# The request
Will you print every one of the entries below word for word?

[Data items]
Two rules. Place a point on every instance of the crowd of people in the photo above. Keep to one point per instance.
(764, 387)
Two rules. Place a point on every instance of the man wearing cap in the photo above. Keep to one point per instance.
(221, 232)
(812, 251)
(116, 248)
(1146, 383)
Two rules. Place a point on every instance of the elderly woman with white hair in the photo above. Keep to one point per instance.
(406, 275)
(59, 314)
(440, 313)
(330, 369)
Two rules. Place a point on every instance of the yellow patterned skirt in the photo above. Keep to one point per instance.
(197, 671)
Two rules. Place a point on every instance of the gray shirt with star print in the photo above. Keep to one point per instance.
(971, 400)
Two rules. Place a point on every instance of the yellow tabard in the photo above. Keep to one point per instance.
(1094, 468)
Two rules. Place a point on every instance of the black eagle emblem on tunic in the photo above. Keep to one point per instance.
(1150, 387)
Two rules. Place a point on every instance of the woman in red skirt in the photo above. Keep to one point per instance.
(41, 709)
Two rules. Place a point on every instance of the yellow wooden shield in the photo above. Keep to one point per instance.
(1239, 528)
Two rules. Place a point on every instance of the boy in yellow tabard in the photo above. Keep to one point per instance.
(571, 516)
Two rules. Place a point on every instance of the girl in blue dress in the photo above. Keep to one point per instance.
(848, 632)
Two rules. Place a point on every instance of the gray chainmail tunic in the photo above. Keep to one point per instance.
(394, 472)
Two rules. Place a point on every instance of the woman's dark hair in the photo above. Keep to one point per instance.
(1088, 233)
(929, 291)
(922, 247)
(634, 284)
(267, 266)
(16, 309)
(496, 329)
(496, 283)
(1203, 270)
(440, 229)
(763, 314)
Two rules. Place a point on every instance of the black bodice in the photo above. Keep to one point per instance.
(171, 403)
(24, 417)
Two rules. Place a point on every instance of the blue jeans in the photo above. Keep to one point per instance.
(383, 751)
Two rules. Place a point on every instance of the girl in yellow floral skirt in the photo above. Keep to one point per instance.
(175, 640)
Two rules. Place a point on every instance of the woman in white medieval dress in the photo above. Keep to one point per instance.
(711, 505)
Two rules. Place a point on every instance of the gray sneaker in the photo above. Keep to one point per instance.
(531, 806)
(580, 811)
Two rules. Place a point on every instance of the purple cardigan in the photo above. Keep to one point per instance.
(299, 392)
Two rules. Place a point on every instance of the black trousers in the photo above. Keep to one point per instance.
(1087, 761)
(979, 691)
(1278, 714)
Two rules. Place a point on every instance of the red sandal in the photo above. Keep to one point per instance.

# Completed exercise
Two rules. Place a point on every instance of the crowd of people in the photo above. Keep to one point per instance.
(764, 387)
Two rules. Place a point on every instance of the man wearing cap in the photo above. Keep to one point per instance.
(221, 232)
(812, 251)
(116, 248)
(1146, 383)
Two rules. Place a point on every instance of the elderly woman with white hair in the photo above. Keep to one point per instance.
(406, 275)
(59, 314)
(440, 313)
(330, 369)
Two rules. Place a point on every instance of the yellow patterned skirt in the photo above. Keep to one point per instance.
(197, 671)
Two rules. Place a point on every instance of the gray shirt with star print in the photo above. Keep to one point per instance.
(971, 400)
Two rules. Place a point on every instance of the yellow tabard in the photo above. Keep to one point per instance.
(1094, 468)
Two rules. Place a point on every instance of the black eagle emblem on tunic in the photo above. Keep to one point per instance.
(1150, 387)
Two rules. Place a point on every instance of the woman in red skirt in the photo above. Keep to one point per instance.
(41, 709)
Two rules. Place a point on every instance of the yellow wooden shield in the photo above. Keep to one point per instance.
(1239, 528)
Two rules. Place a point on every instance of the boy in yellow tabard in the photo above. Keep to one point per instance.
(571, 516)
Two rules. Place a point on every instance of the girl in blue dress in the photo above. Keep to one point per instance.
(848, 632)
Two rules. Place a point on every instance of the gray chainmail tunic in the photo above. Keep to one point per instance.
(394, 472)
Two rules. Place a point on every instance of the woman's dark hair in the photo above. Keep to one point per instance.
(1088, 233)
(929, 291)
(922, 247)
(634, 284)
(267, 266)
(16, 309)
(496, 329)
(496, 283)
(1203, 270)
(440, 229)
(763, 314)
Two rules. Place a point on every instance of the black bodice in the photo above. Keep to one point per instance.
(171, 403)
(24, 417)
Two rules. Place a point on every instance of the blue jeans in the photo above. Keep to one point per instance.
(383, 751)
Two rules. Place a point on every instance of the girl in yellow floral skirt in the photo above. Keep to one point per instance.
(175, 640)
Two rules. Place a point on every instance of the woman in white medieval dress in the photo above. Keep to one point per instance.
(711, 505)
Two rules. Place a point on every instance of the gray sneaker in the photo above. Keep to one point per instance.
(531, 806)
(580, 811)
Two rules. Place a point on every instance of the purple cardigan in the photo above. Keep to one point per instance.
(299, 392)
Two rules. Place a point on every instance of the black trousers in the photo above. Keep to one point per instance.
(1087, 761)
(979, 691)
(1278, 714)
Two rules. Place a point on every instance of the red sandal in the photo above. Keep to one point per instance.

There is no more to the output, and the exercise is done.